Material provided:
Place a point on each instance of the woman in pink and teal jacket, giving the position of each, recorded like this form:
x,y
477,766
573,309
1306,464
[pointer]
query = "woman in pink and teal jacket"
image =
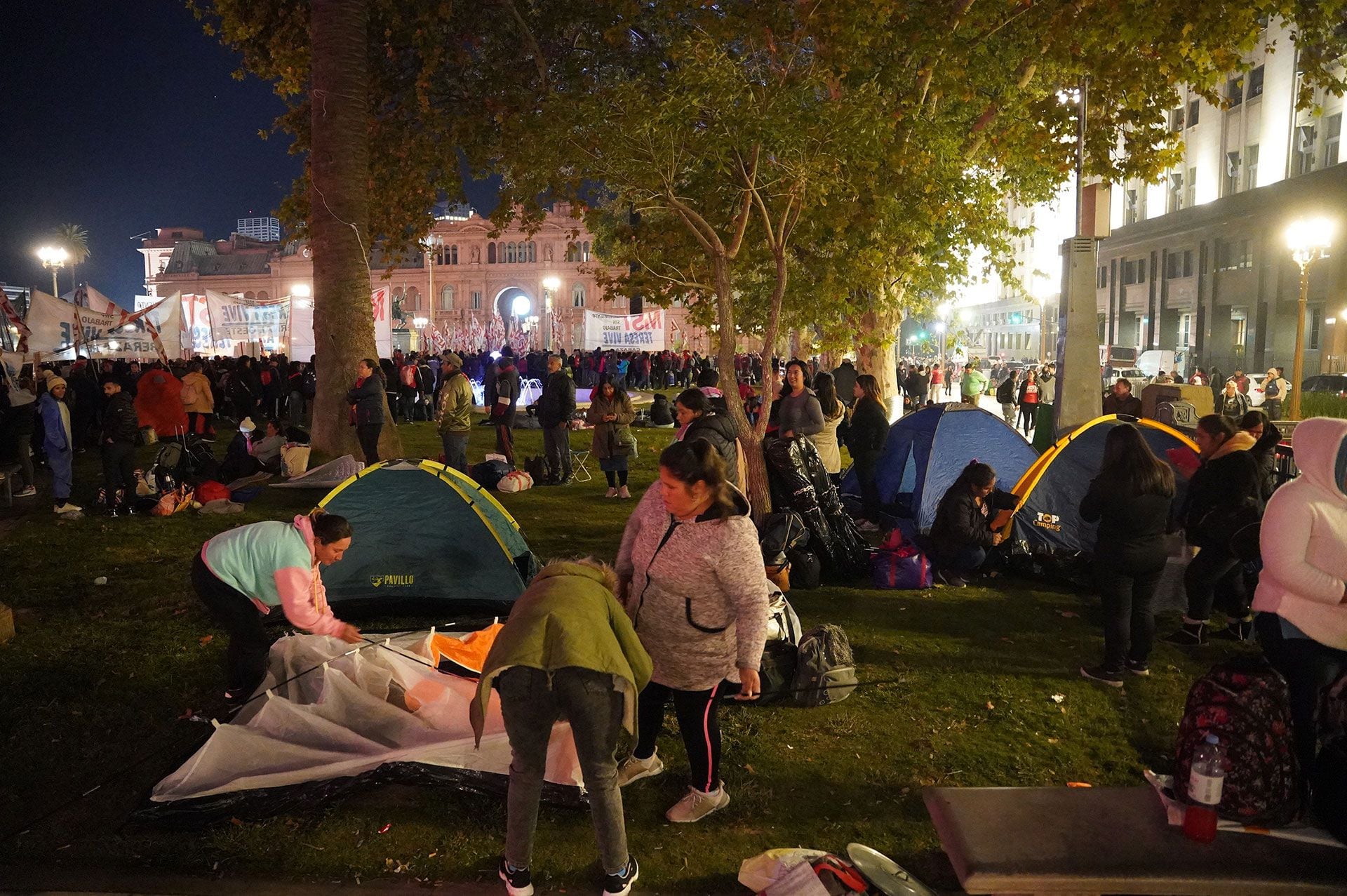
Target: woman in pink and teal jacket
x,y
247,572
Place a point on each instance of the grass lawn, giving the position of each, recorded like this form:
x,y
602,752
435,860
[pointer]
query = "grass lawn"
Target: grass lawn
x,y
99,678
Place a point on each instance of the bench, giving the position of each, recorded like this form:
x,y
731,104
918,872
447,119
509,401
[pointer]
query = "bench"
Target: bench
x,y
1094,840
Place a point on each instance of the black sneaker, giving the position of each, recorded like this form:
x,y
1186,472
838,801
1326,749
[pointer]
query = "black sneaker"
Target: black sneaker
x,y
518,880
1102,676
620,884
1190,635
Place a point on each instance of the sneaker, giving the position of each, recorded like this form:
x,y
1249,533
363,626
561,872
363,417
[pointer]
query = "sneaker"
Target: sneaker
x,y
634,770
698,805
1190,635
518,880
620,883
1102,676
950,578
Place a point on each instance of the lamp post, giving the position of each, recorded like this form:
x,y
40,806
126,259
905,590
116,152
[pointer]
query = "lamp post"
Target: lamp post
x,y
550,286
53,258
1307,239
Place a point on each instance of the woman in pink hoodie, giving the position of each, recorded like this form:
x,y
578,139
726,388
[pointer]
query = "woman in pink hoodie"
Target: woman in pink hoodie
x,y
1300,600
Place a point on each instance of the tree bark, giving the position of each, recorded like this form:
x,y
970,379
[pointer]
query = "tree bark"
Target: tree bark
x,y
338,220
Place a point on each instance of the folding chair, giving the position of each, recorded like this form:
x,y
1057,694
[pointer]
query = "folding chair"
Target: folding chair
x,y
578,468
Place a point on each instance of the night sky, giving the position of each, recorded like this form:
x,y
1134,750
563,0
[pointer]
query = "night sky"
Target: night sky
x,y
124,118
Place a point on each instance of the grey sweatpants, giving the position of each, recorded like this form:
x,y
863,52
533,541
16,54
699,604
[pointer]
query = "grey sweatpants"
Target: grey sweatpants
x,y
531,702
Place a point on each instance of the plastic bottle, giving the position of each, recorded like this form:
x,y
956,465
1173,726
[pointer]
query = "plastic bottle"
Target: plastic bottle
x,y
1206,780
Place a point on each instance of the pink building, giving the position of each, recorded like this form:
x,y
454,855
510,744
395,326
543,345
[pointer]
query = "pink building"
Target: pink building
x,y
465,275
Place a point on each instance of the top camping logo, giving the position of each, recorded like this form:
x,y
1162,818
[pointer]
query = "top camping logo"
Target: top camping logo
x,y
1048,522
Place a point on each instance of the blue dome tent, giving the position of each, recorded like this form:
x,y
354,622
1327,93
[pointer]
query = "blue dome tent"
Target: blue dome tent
x,y
926,452
424,535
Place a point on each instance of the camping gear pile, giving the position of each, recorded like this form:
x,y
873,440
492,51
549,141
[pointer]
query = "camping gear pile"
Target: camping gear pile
x,y
800,483
329,717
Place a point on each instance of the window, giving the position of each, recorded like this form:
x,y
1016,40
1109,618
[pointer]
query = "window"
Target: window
x,y
1332,138
1304,149
1179,265
1234,255
1256,83
1231,182
1174,199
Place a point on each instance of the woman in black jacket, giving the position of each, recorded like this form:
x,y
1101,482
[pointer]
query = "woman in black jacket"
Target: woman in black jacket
x,y
865,434
1224,493
692,410
1130,500
962,534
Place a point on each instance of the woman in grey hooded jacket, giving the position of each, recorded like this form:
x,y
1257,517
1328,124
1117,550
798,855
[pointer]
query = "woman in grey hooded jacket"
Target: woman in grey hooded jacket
x,y
691,573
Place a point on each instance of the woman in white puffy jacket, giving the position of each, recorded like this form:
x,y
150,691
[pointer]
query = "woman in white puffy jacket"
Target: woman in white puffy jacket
x,y
1300,600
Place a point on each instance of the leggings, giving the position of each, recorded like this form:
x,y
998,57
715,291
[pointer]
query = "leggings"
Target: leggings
x,y
697,721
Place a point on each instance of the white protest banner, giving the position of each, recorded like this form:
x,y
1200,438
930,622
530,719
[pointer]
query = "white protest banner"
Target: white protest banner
x,y
625,332
236,320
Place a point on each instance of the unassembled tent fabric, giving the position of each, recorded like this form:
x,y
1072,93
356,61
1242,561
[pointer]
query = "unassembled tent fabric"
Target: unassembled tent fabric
x,y
926,452
423,533
1047,522
358,710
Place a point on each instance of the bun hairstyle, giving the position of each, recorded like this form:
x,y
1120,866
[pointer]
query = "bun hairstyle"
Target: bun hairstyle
x,y
698,461
329,527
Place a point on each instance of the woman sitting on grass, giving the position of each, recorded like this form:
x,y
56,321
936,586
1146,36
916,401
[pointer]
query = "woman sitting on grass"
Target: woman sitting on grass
x,y
962,534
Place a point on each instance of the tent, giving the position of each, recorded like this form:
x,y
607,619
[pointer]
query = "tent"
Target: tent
x,y
1047,521
424,534
330,717
926,452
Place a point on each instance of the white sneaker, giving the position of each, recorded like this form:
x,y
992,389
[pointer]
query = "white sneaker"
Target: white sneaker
x,y
634,770
698,805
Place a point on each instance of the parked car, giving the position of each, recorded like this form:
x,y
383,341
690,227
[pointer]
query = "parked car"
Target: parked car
x,y
1331,383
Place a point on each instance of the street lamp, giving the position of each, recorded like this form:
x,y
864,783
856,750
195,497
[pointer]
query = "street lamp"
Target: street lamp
x,y
53,258
1308,240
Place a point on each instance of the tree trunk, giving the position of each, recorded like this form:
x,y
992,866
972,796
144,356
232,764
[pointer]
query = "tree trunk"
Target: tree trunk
x,y
338,220
878,330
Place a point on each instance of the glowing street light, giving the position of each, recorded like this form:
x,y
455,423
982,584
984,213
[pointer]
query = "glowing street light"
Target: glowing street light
x,y
53,258
1308,240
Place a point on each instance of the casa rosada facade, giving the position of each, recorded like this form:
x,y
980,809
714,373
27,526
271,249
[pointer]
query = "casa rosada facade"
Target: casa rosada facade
x,y
465,275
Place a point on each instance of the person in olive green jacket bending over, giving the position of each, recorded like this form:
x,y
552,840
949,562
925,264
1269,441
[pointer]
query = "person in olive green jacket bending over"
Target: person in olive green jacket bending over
x,y
568,651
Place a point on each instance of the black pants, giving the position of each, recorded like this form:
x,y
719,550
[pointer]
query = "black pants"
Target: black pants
x,y
1308,669
1129,623
368,436
119,471
246,659
697,721
556,448
1210,573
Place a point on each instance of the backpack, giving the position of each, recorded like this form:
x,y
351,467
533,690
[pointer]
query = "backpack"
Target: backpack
x,y
825,671
1246,704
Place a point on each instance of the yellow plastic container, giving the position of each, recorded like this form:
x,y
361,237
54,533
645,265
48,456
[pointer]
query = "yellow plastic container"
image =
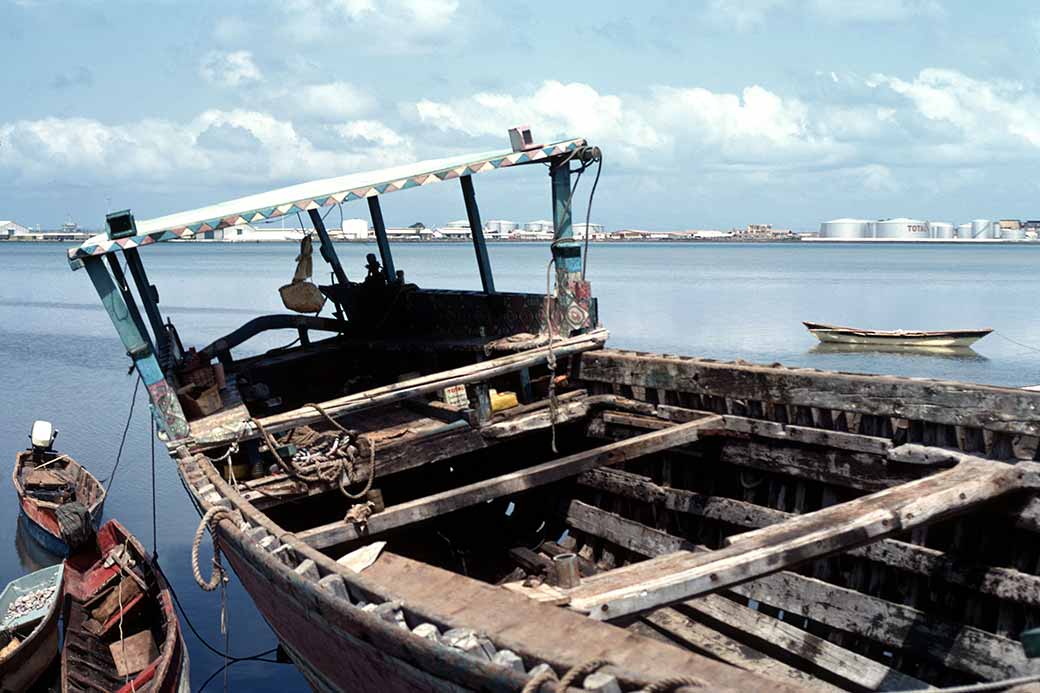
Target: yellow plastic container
x,y
503,401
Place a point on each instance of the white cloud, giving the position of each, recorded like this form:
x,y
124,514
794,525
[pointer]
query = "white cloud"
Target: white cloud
x,y
215,146
973,113
746,15
331,101
230,69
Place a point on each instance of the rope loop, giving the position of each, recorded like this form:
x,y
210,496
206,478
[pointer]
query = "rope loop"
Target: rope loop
x,y
209,520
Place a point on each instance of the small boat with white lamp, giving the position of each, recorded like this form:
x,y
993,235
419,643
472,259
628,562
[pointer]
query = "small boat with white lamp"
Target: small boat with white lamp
x,y
847,335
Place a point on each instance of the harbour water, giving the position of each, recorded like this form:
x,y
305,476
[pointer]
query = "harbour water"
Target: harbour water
x,y
60,359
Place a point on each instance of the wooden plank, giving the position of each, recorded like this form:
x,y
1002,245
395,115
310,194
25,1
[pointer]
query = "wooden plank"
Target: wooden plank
x,y
682,574
846,665
957,646
404,390
669,625
943,402
547,472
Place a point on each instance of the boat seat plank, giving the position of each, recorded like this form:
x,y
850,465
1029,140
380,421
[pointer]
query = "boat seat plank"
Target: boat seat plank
x,y
549,634
744,623
547,472
396,392
683,574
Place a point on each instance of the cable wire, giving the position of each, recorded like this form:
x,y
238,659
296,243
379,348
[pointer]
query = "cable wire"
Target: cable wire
x,y
123,440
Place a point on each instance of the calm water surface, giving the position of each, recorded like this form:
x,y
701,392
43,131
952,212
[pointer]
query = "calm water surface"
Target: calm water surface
x,y
60,359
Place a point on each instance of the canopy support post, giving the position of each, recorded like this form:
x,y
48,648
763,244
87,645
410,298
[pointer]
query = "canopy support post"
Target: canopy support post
x,y
149,297
165,407
381,238
572,307
476,232
121,282
328,251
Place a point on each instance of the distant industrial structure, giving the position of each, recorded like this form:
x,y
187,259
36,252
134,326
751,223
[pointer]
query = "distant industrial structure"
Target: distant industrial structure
x,y
902,229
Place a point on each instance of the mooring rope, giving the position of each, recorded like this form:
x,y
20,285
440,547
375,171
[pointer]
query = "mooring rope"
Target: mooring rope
x,y
209,520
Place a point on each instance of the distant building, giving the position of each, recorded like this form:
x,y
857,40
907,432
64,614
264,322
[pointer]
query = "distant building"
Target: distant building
x,y
10,229
455,231
594,231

The request:
Starting at the line that contains "Place a point on each instance of the boat", print every line through the end of the listing, word for word. Leave out all the rest.

Written answer:
Place a point on each instance of the boat seat plank, giving the position of each, recorded like this form:
x,y
850,465
1029,140
380,421
[pointer]
query = "boat seat plank"
Target: boat seat plank
x,y
549,634
744,623
547,472
396,392
683,574
Place a point on each instance of the cable wire, giving the position of each, recorded like this form:
x,y
238,659
296,243
379,348
[pointer]
query = "cable wire"
Target: cable wire
x,y
123,440
Place a point on each instance of the calm water surface, giving the position of each, recorded like this form:
x,y
701,392
43,131
952,212
[pointer]
query = "calm water surface"
Target: calm water surface
x,y
60,359
Place a point on each instance of the canopy support post, giving the position of each, recorded like this form:
x,y
48,648
763,244
87,645
410,298
[pointer]
query = "canopy support post"
Target: canopy support post
x,y
149,297
165,407
381,238
572,307
476,232
121,282
328,251
Place a point on each instance of the distant industrial structure, giving the position of each, recorded like this form:
x,y
187,259
36,252
134,326
751,223
[pointer]
query = "distant industrial structure"
Target: distant industrial structure
x,y
902,229
Place a point on each instance of the mooring rope, giving the position of each, recorded like this form:
x,y
20,285
440,547
375,171
[pointer]
query = "mooring rope"
Target: mooring rope
x,y
209,520
Place a point on each instance of the distant building, giving the position of each, recorded like this form:
x,y
857,40
907,432
64,614
264,322
[pointer]
query = "distant building"
Target: distant building
x,y
10,229
455,231
594,231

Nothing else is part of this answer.